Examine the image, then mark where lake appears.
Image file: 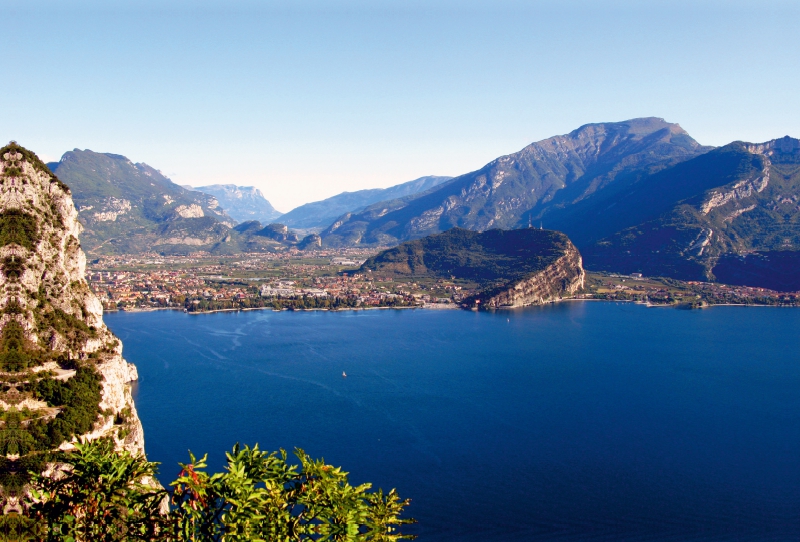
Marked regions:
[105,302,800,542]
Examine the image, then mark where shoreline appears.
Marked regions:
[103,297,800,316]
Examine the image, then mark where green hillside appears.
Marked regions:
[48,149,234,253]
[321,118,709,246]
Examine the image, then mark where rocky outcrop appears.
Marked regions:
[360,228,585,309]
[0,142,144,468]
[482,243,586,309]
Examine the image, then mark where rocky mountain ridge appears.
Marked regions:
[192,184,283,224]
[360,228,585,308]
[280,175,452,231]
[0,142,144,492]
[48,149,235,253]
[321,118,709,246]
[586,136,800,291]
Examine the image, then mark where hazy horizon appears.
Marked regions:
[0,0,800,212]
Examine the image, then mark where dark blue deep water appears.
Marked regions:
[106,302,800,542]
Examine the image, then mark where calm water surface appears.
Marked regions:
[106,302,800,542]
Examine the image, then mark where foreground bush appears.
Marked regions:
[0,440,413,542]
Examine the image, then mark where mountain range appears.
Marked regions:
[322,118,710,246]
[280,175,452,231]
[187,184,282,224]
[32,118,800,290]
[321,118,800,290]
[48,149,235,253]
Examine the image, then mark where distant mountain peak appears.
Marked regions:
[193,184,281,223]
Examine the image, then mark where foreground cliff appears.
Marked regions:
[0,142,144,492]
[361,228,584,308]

########

Reproduce the material above with every instance of "Marked regions" changed to "Labeled regions", leaving everything else untouched. Omit the picture from your version.

Examine the image, then mark where lake appears.
Image file: 
Labeled regions:
[105,302,800,542]
Examine the image, then mark where shoreline appears.
Labeled regions:
[103,297,800,316]
Examine the image, then mark where green hillside appears.
Labeled regions:
[48,149,234,253]
[321,118,709,246]
Examine the image, then mark where rocky outcrop appears.
Labeled regions:
[360,228,585,309]
[0,142,144,468]
[482,243,586,309]
Examine the image, then mark where rocky mountain ridge appears.
Labeled regions:
[192,184,283,224]
[360,228,585,308]
[280,175,452,231]
[0,142,144,492]
[48,149,235,253]
[321,118,709,246]
[586,136,800,291]
Examine the image, then mark where hazy horizon appears.
Labeled regions:
[0,0,800,212]
Examine the image, then mark where dark blue deep water appears.
Labeled regions:
[106,302,800,542]
Examine the image, then mark where calm water surface appears.
Labeled regions:
[106,302,800,542]
Examine the image, then mark where foreground bush appears.
Labeled regions:
[0,440,413,542]
Examine the image, then mark where mountain range appears.
Labeled regions:
[322,118,710,246]
[280,175,452,231]
[187,184,282,224]
[32,118,800,290]
[321,118,800,290]
[48,149,235,253]
Examine the image, then mark where distant mountain peak appears.
Labeled regions:
[193,184,281,223]
Examine the image, then mark where foreground cliff appears.
Labeled regions:
[0,142,144,492]
[361,228,584,308]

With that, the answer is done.